Position identification listing
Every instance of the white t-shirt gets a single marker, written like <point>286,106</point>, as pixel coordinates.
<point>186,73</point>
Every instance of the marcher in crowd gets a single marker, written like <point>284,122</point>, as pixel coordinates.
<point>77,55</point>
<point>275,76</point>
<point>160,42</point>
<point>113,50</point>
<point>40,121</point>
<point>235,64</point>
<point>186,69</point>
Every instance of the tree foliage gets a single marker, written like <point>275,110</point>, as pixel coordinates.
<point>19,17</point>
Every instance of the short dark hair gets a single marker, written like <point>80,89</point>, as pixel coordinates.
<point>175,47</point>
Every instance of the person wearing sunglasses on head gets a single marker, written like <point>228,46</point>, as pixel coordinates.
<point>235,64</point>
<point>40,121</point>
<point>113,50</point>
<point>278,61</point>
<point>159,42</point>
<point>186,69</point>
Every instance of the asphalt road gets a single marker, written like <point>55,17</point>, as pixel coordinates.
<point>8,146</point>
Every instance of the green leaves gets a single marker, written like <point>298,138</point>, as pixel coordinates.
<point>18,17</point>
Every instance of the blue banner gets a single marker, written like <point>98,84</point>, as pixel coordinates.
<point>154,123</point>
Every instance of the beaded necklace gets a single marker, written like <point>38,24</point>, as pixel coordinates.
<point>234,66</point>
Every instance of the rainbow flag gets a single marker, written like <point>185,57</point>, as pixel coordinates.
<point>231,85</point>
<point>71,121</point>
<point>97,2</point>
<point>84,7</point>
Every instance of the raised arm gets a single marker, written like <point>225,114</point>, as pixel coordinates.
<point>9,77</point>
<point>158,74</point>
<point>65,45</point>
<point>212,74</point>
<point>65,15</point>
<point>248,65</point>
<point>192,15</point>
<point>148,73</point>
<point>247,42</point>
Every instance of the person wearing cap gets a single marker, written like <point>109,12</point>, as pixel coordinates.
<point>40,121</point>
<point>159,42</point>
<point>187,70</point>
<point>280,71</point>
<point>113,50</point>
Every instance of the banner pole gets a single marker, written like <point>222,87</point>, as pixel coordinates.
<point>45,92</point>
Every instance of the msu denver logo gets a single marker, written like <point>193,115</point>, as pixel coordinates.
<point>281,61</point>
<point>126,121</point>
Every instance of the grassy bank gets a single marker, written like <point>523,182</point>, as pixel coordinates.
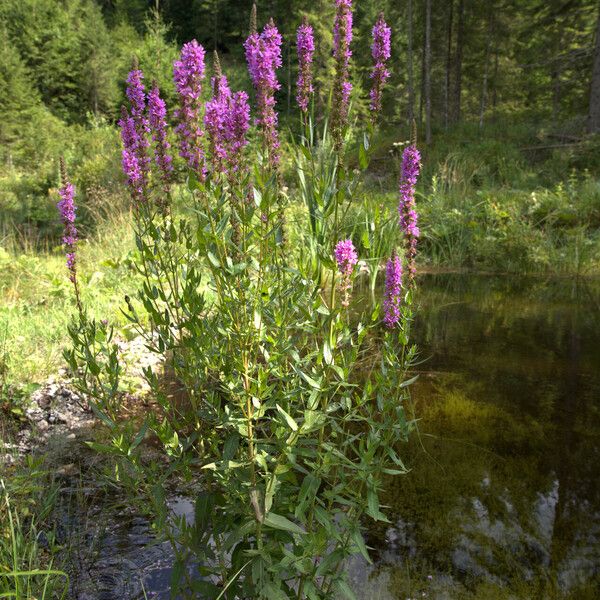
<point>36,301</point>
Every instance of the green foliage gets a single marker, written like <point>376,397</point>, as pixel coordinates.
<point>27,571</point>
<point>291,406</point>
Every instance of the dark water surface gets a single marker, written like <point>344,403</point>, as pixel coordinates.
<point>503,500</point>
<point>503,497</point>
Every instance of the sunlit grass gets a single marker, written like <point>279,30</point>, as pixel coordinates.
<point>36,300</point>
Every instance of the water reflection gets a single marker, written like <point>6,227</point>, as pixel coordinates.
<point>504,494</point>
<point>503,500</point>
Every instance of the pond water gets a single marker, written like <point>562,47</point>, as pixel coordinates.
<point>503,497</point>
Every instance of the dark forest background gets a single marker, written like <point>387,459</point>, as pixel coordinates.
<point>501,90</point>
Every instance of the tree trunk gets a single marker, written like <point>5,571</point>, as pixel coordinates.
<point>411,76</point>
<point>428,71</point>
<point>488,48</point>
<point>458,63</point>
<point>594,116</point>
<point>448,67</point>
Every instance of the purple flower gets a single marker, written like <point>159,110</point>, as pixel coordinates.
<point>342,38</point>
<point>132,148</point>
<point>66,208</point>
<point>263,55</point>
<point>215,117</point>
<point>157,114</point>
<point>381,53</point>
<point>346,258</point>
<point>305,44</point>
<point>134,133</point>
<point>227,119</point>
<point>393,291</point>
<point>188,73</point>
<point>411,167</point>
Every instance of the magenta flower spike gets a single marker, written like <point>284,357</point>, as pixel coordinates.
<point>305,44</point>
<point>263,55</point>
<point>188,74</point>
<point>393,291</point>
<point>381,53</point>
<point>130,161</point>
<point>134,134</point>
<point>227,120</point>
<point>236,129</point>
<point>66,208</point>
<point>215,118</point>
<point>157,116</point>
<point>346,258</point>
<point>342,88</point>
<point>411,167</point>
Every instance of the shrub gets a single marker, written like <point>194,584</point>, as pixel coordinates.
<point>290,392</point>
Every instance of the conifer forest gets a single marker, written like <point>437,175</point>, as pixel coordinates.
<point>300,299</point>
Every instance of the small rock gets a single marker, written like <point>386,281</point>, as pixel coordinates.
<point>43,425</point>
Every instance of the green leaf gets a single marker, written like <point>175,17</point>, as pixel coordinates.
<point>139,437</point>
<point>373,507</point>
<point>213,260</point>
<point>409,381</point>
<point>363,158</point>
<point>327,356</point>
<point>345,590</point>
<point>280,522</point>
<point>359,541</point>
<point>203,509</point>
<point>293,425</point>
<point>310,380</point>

WORK INSTRUCTIONS
Copy the entire listing above line for line, without any changes. Leave the pictures out of your answer.

EXERCISE OUTPUT
Every instance of the white t-shirt gets a single marker, written like <point>286,106</point>, as pixel coordinates.
<point>186,73</point>
Every instance of the marcher in crowd gets a single marker, written like <point>284,122</point>, as pixel coordinates.
<point>77,55</point>
<point>275,76</point>
<point>160,42</point>
<point>113,50</point>
<point>40,121</point>
<point>235,64</point>
<point>186,69</point>
Every instance of the tree foliage gets a single marker, written like <point>275,110</point>, as pixel coordinates.
<point>19,17</point>
Every instance of the short dark hair gets a single marker, written like <point>80,89</point>, as pixel coordinates.
<point>175,47</point>
Every instance of the person wearing sunglasses on head gets a single marker, written like <point>228,46</point>, as pixel coordinates.
<point>235,64</point>
<point>40,121</point>
<point>113,50</point>
<point>278,61</point>
<point>159,42</point>
<point>186,69</point>
Every instance of the asphalt road gets a single marker, written like <point>55,17</point>, as pixel coordinates.
<point>8,146</point>
Every instance of the green leaves gets a single marker, written like <point>298,138</point>, as pixel coordinates.
<point>18,17</point>
Every instance of the blue banner gets a single marker, written like <point>98,84</point>, as pixel coordinates.
<point>154,123</point>
Every instance of the beaded necklace gets a single marker, written like <point>38,24</point>, as pixel coordinates.
<point>234,66</point>
Every instance of the rainbow flag gets a single marker, written like <point>185,57</point>, as pixel coordinates.
<point>231,85</point>
<point>71,121</point>
<point>97,2</point>
<point>84,7</point>
Every instance of the raised arm gets a single marker, written like <point>225,114</point>, as pixel coordinates.
<point>9,77</point>
<point>158,74</point>
<point>65,45</point>
<point>212,74</point>
<point>65,15</point>
<point>248,65</point>
<point>192,15</point>
<point>148,73</point>
<point>247,42</point>
Every instance of the person wearing cap gets a single marker, written like <point>109,12</point>, as pixel coordinates.
<point>40,121</point>
<point>159,42</point>
<point>187,70</point>
<point>280,71</point>
<point>113,50</point>
Every instance of the banner pole gets a single marker, written like <point>222,87</point>, as pixel coordinates.
<point>45,92</point>
Every instance of the msu denver logo gets a single marker, written like <point>193,115</point>, as pixel coordinates.
<point>281,61</point>
<point>126,121</point>
Every instance of the grassy bank gets a single marker, written like <point>523,182</point>, as pixel coordinates.
<point>36,301</point>
Every instance of the green foliage gets a single marker, written like <point>376,397</point>, as pixel coordinates.
<point>27,571</point>
<point>291,406</point>
Every instance of the dark water surface gets a single marker, written like <point>344,403</point>, as pixel coordinates.
<point>503,500</point>
<point>503,497</point>
Every instance of the sunlit grass gets a single marker, written like <point>279,30</point>, as pixel coordinates.
<point>36,300</point>
Every instance of the water reflection gets a single marker, written like <point>6,227</point>, as pixel coordinates.
<point>504,494</point>
<point>503,500</point>
Every instance of the pond water gets a single marker, written like <point>562,47</point>, as pixel coordinates.
<point>503,497</point>
Every instance of the dark forest background gets a single marker, written like <point>387,459</point>, as pixel coordinates.
<point>501,90</point>
Every instance of the tree trunk gets a single marker, written like <point>5,571</point>, as pixel coordinates.
<point>411,76</point>
<point>428,71</point>
<point>488,48</point>
<point>458,63</point>
<point>594,116</point>
<point>448,67</point>
Every instance of the purple flower gets a single marker, written like <point>159,110</point>, as pixel coordinates.
<point>342,38</point>
<point>132,148</point>
<point>66,208</point>
<point>263,55</point>
<point>215,117</point>
<point>157,114</point>
<point>381,53</point>
<point>346,258</point>
<point>305,44</point>
<point>134,133</point>
<point>227,119</point>
<point>393,291</point>
<point>188,73</point>
<point>411,167</point>
Every instance of the magenta flower spike gets a single marker, written like <point>284,357</point>, as pixel coordinates.
<point>305,44</point>
<point>263,55</point>
<point>188,74</point>
<point>393,291</point>
<point>381,53</point>
<point>130,161</point>
<point>134,134</point>
<point>227,120</point>
<point>236,129</point>
<point>66,208</point>
<point>215,118</point>
<point>157,116</point>
<point>346,258</point>
<point>342,88</point>
<point>411,167</point>
Every instance of the shrub gets a single marker, written like <point>194,584</point>, as pixel coordinates.
<point>290,392</point>
Every instance of the conifer forest gets a single marker, written like <point>437,175</point>, as pixel coordinates.
<point>300,299</point>
Every instance of the small rock gets a single marker, written like <point>386,281</point>, as pixel coordinates.
<point>43,425</point>
Every instance of the green leaf gets a single marker, written like <point>175,17</point>, as pixel coordinates.
<point>139,437</point>
<point>373,507</point>
<point>213,260</point>
<point>409,381</point>
<point>363,158</point>
<point>327,356</point>
<point>345,590</point>
<point>280,522</point>
<point>359,541</point>
<point>203,509</point>
<point>293,425</point>
<point>310,380</point>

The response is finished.